Goal:
Locate the line containing "light kit in the photo above." in the data below. Reproduce it and every following line up to the end, exactly as given.
## start
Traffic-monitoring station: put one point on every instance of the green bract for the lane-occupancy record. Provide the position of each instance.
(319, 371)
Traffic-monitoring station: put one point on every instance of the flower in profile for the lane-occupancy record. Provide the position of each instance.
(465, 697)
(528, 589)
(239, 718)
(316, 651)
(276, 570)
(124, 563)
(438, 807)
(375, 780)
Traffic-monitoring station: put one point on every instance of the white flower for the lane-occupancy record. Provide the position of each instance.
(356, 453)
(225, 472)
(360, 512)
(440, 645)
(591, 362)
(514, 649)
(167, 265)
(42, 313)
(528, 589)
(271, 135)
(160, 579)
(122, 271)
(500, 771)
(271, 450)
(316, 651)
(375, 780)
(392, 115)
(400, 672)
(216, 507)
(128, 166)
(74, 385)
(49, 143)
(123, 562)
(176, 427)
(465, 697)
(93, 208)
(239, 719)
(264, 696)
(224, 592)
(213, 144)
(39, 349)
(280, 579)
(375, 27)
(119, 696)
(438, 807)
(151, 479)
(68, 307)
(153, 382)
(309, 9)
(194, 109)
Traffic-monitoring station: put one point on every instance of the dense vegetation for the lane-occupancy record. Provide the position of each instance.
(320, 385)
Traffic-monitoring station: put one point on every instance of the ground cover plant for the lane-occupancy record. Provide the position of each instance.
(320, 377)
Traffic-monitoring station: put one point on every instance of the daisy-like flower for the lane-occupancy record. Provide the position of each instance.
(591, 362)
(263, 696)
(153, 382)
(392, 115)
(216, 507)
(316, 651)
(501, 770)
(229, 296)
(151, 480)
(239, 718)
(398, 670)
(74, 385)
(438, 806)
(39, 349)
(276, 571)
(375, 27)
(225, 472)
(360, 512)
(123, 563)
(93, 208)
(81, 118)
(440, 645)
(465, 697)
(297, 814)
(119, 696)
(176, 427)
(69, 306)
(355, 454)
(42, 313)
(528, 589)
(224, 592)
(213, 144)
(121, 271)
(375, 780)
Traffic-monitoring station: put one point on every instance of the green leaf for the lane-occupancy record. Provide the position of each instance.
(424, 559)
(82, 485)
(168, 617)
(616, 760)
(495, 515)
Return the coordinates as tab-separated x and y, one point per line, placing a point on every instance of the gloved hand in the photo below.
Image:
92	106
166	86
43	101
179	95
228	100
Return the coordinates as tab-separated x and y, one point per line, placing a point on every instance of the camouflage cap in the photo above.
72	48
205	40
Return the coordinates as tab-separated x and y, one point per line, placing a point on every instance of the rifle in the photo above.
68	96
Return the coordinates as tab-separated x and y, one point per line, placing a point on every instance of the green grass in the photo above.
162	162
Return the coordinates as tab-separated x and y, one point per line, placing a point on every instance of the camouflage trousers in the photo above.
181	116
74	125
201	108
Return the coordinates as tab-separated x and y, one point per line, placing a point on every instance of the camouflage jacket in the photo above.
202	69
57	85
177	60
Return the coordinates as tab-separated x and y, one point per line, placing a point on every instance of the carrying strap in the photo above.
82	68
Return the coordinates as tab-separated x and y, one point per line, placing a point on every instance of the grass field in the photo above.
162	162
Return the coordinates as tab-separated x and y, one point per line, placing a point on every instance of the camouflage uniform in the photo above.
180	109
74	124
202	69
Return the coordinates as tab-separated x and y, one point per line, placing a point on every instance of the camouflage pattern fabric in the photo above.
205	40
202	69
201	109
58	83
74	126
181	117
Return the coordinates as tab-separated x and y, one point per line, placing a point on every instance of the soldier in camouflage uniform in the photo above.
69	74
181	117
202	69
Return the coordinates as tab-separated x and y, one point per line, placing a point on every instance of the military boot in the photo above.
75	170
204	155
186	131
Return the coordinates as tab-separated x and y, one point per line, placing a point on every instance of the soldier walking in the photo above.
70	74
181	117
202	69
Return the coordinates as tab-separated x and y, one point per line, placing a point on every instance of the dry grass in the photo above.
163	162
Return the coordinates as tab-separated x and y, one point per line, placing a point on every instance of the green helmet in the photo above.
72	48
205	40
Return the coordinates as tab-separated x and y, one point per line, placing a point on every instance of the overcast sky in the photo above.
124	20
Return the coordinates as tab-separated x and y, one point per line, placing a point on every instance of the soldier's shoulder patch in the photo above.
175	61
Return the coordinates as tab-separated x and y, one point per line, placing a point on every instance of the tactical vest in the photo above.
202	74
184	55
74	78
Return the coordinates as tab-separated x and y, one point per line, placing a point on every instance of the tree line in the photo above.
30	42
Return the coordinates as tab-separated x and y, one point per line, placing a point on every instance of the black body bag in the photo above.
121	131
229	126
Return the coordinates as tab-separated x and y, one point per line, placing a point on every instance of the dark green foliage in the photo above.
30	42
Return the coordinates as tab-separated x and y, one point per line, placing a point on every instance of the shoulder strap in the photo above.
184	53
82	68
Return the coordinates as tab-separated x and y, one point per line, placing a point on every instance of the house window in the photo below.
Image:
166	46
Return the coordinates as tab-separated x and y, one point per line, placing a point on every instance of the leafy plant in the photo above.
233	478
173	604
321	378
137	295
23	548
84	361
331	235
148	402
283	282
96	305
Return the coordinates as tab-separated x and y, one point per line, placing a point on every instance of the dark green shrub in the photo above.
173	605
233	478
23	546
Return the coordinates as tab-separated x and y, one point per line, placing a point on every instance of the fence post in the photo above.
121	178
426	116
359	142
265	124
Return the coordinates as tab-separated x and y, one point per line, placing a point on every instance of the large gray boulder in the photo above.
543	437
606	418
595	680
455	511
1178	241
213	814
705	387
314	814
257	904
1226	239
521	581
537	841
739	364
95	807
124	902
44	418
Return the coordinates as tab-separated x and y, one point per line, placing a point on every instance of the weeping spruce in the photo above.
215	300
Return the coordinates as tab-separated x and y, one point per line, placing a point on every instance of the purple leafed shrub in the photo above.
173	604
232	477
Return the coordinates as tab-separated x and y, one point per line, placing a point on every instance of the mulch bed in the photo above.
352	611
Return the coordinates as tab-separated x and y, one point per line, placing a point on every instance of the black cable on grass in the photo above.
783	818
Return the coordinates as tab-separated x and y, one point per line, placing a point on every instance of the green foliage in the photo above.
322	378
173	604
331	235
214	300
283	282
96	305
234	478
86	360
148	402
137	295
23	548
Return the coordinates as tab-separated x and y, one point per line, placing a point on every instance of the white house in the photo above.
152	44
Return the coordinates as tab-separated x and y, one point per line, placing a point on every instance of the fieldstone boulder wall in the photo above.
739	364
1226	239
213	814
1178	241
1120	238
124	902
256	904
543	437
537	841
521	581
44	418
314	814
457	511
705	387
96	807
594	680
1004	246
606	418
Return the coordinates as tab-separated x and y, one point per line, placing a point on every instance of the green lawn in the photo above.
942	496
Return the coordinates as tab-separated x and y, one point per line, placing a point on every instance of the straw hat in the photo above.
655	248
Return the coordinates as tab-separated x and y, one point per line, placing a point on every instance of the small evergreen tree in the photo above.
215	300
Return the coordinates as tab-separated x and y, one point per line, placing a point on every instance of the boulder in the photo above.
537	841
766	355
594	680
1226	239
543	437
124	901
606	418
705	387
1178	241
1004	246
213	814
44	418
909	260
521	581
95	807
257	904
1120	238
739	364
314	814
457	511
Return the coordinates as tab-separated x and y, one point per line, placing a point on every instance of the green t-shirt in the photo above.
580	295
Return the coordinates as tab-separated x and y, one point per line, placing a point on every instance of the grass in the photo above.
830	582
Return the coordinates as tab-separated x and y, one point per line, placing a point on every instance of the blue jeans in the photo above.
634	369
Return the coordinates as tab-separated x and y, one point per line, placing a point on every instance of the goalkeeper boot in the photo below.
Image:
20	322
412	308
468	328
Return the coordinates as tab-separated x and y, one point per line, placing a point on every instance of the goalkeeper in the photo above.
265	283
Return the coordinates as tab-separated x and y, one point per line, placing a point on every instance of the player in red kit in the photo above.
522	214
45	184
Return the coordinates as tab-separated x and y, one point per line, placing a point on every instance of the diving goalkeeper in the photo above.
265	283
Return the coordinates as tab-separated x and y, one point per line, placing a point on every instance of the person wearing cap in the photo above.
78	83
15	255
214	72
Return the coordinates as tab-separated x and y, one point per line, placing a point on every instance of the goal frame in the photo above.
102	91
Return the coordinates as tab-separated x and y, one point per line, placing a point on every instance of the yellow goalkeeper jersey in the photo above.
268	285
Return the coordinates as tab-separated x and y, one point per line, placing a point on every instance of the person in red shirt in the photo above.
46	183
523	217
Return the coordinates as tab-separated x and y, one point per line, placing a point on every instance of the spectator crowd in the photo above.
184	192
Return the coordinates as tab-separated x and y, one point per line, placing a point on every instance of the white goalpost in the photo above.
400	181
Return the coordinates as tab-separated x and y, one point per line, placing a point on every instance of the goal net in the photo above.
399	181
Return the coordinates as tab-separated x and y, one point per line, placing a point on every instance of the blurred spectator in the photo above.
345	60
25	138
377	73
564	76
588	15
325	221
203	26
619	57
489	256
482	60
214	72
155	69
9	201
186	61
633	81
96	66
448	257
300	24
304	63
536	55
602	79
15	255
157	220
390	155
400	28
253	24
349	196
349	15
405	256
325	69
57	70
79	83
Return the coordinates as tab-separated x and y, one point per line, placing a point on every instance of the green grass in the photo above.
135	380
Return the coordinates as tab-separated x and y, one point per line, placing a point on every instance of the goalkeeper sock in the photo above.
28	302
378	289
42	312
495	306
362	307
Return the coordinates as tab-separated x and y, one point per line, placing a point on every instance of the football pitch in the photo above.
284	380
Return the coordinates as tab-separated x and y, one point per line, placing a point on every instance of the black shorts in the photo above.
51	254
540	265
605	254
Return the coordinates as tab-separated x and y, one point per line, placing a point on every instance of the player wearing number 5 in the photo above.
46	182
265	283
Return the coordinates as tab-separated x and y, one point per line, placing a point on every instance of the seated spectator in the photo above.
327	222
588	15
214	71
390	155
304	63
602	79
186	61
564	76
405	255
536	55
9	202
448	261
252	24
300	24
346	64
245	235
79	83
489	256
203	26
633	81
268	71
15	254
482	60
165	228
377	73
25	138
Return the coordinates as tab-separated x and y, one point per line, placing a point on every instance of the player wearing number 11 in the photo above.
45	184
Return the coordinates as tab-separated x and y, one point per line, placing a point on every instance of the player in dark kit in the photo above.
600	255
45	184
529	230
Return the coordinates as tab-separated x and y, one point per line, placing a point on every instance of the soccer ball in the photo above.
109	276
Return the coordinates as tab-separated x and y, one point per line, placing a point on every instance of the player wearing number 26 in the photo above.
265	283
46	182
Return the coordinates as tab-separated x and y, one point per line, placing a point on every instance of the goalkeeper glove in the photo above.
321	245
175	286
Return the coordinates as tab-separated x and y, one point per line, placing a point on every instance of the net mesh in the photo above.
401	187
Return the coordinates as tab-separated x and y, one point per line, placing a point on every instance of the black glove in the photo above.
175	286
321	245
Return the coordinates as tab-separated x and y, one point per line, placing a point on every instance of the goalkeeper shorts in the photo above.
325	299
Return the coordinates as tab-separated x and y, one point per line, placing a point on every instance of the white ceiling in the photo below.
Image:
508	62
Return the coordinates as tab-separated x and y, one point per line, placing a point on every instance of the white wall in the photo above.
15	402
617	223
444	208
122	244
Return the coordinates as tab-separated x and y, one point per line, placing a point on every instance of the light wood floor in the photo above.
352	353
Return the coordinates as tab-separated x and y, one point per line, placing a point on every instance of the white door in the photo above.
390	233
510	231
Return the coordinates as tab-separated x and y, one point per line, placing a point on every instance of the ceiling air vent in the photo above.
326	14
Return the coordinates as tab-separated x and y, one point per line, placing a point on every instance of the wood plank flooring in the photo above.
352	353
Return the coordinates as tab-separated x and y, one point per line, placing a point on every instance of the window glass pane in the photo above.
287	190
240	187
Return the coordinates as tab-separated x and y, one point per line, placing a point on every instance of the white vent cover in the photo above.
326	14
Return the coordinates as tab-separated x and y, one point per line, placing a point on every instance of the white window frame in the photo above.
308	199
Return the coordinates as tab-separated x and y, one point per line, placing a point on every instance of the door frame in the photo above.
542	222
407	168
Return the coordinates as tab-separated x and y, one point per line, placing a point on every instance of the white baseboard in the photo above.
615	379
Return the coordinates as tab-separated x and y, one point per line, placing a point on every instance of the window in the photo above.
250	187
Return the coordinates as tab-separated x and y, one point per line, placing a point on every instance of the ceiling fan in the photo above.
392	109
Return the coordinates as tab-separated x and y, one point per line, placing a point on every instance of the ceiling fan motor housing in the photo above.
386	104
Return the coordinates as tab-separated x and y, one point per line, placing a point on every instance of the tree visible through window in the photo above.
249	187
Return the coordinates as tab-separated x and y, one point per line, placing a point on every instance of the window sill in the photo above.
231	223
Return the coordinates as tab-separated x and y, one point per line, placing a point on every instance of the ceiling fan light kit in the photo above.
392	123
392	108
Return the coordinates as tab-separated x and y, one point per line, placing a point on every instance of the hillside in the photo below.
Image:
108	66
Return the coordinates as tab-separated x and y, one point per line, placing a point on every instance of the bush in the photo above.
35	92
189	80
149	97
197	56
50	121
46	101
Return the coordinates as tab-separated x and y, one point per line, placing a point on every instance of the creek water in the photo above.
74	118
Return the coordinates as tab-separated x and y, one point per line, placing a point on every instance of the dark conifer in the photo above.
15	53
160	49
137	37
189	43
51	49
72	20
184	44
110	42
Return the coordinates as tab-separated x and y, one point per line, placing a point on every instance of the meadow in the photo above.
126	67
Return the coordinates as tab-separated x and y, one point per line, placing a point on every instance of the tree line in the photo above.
## end
Solution for this exercise:
Return the coordinates as tab-separated x and y, one point per line, placing a point on every instance of the ceiling fan light kit in the photo above.
392	123
392	108
Return the coordinates as tab-separated x and y, one point per line, placing a point on every instance of the hillside in the photo below.
Image:
108	66
Return the coordinates as tab-separated x and y, one point per line, placing a point on every instance of the bush in the photo above.
35	92
189	80
149	97
197	56
50	121
46	101
Return the coordinates as tab-separated x and y, one point per line, placing a point on every instance of the creek water in the photo above.
74	118
Return the coordinates as tab-separated x and y, one point per line, placing a point on every instance of the dark conifer in the photo above.
15	53
160	49
137	37
189	43
51	49
72	20
184	44
110	42
Return the coordinates as tab-separated x and y, one point per line, placing a point on every instance of the meadow in the photo above.
126	67
Return the coordinates as tab-separated x and y, one point per line, placing a point on every instance of the tree line in the photo above.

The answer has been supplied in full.